▸ Problem description
Give back all of the data exactly as written.

Segment Start: Supplied material

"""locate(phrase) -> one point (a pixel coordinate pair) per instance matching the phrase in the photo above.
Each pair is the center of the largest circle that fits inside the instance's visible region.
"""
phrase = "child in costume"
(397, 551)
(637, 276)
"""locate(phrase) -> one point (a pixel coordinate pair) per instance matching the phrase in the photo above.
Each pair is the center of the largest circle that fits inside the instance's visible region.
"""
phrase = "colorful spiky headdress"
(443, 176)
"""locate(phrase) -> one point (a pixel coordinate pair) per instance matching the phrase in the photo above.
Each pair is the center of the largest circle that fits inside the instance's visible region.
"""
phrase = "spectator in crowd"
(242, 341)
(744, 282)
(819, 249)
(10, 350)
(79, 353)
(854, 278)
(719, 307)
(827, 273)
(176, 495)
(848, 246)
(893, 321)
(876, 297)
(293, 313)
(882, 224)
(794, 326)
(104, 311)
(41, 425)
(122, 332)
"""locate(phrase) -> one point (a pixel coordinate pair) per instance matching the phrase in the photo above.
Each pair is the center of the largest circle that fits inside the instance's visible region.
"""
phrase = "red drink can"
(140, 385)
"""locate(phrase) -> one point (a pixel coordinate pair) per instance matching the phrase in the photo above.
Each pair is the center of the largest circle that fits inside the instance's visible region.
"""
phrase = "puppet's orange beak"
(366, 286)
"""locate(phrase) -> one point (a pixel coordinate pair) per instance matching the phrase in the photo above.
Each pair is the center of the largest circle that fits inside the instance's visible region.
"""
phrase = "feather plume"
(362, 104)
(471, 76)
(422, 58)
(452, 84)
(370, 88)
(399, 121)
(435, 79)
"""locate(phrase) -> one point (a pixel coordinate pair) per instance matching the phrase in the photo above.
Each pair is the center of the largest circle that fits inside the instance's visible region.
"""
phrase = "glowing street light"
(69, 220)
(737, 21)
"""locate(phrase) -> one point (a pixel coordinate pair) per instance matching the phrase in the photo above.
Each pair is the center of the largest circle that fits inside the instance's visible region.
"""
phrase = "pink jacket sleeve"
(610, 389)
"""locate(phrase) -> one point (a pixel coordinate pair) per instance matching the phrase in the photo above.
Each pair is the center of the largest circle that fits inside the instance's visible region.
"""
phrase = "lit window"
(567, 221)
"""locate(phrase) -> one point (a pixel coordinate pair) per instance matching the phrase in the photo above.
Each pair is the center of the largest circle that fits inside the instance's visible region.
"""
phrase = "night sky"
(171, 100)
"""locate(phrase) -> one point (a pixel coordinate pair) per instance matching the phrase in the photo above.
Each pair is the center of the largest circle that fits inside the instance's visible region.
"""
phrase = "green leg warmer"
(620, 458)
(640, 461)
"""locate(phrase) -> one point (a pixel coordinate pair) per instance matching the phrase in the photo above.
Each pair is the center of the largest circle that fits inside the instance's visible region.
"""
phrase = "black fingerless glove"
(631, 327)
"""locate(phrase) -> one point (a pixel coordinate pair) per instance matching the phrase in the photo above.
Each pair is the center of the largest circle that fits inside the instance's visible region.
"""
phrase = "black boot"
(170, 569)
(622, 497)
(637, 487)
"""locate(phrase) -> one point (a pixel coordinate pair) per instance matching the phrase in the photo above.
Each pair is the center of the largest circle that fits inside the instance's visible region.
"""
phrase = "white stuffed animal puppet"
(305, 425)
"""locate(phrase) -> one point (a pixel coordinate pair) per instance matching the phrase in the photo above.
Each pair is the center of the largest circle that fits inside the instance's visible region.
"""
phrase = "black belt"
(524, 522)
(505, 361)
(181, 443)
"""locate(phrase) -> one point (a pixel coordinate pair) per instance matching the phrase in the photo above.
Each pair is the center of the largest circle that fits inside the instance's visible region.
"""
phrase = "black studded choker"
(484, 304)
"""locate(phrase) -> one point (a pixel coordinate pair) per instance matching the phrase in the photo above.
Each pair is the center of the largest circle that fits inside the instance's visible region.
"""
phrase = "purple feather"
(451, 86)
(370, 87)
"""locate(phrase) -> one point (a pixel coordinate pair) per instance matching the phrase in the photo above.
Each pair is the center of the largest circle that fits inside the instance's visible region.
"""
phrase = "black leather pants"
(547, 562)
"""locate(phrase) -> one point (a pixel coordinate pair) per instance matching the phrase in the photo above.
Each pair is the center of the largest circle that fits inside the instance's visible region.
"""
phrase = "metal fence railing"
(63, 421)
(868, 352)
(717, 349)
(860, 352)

Segment End: Supplied material

▸ Output below
"""locate(phrase) -> one point (a pixel coordinate pair) per instance matching the phrase in the photo above.
Each pair is the center of the largest circle that fits inside the instance's visible region.
"""
phrase = "child in costume"
(397, 551)
(637, 276)
"""locate(phrase) -> one point (a pixel coordinate pair) per instance matching the phrase in the photo above.
Each pair is the center of the largest circle that fits inside the instance's visible region.
"""
phrase = "colorful spiky headdress"
(443, 176)
"""locate(phrase) -> one point (a pixel coordinate pair) per instance matching the phrase in the photo above.
Each pair is the center of the largest circle that fits inside the instance's visible region.
"""
phrase = "spectator in crowd"
(242, 341)
(744, 282)
(819, 249)
(10, 350)
(79, 353)
(854, 278)
(719, 307)
(827, 273)
(176, 495)
(848, 246)
(893, 321)
(876, 297)
(293, 313)
(882, 224)
(794, 326)
(104, 311)
(41, 425)
(122, 332)
"""locate(phrase) -> one point (a pixel coordinate pair) per instance matching the phrase in the photo above.
Each pair is the center of the largest circle that fits inside the instance's visible region.
"""
phrase = "red drink can"
(140, 385)
"""locate(phrase) -> one point (a pixel coordinate pair) per instance matching the phrase in the photo above.
Each pair is the center of the largest circle that fits inside the instance's visible region.
"""
phrase = "puppet's orange beak"
(366, 286)
"""locate(phrase) -> one point (a pixel coordinate pair) per instance matching the phrase in the photo above.
Each pair is the center of the largest circle that fits inside the instance's visible region.
"""
phrase = "feather plume"
(362, 104)
(471, 76)
(422, 58)
(452, 84)
(370, 88)
(399, 121)
(435, 79)
"""locate(phrase) -> one point (a pixel coordinate pair) per instance matching the phrase in the photo above.
Each pair is the center of the largest circle that fits inside the instance's visible region.
"""
phrase = "glowing street light"
(69, 220)
(737, 21)
"""locate(phrase) -> one point (a pixel coordinate pair) per instance matching the phrase in the photo above.
Each pair is the center of the largest circle that fits inside the instance's visible region.
"""
phrase = "pink jacket sleeve"
(610, 389)
"""locate(phrase) -> one point (a pixel coordinate pair) per instance matching the phrase in the photo above.
Each pair is the center of the largest circle that fits inside the instance's visible region.
"""
phrase = "lit window"
(567, 221)
"""locate(phrase) -> one point (a pixel coordinate pair) per instance matching the phrase in the photo above.
Each pair is the center of the largest circle that fits inside the instance's visible region.
"""
phrase = "night sky"
(171, 100)
"""locate(phrase) -> one point (a pixel coordinate pair) per instance matching the phrase in the photo above.
Each pair is the center of the largest circle that fits inside the instance's visible region.
"""
phrase = "green leg warmer"
(620, 458)
(640, 461)
"""locate(phrase) -> one point (a pixel coordinate pair) per instance matching the phrase in the photo above.
Each pair is the center of the largest circle that fits inside the instance's visible region.
"""
phrase = "black fingerless glove"
(631, 327)
"""locate(phrase) -> one point (a pixel coordinate pair) per instance matching the phrase in the photo above.
Each pair is the center of the largest circle that fits inside the instance's visible region.
"""
phrase = "black boot"
(170, 569)
(622, 497)
(637, 487)
"""locate(phrase) -> one point (a pixel coordinate pair) per instance matching the phrase in the photo above.
Each pair is the center of the largest circle that fits inside the instance's visible region.
"""
phrase = "white stuffed animal puppet"
(305, 425)
"""locate(phrase) -> one point (a pixel coordinate pair) per instance matching the phrase in the photo above.
Each pair is the center of the largest circle that fits inside the instance's visible region.
"""
phrase = "black belt"
(524, 522)
(505, 361)
(181, 443)
"""locate(phrase) -> one point (a pixel coordinate pair) per instance matching the phrase in the photo above.
Each pair is the center of the largest circle that fits inside the instance's visible region.
"""
phrase = "black studded choker"
(484, 304)
"""locate(phrase) -> one point (a pixel coordinate pair) per instance matching the phrase in the photo above.
Each pair is the center of the largest circle that fits inside the instance's visible region.
"""
phrase = "purple feather"
(451, 86)
(370, 87)
"""locate(phrase) -> one point (a pixel coordinate pair) per instance matching the phrase in the photo above.
Each pair is the center of the largest circle that fits inside the instance's visible region.
"""
phrase = "black leather pants"
(547, 562)
"""locate(phrase) -> one point (a pixel coordinate pair) per instance matching the phrase in the photo above.
Each pair is the center of the largest circle that fits inside the instance's visible region.
"""
phrase = "metal fence railing"
(63, 421)
(868, 352)
(717, 349)
(860, 352)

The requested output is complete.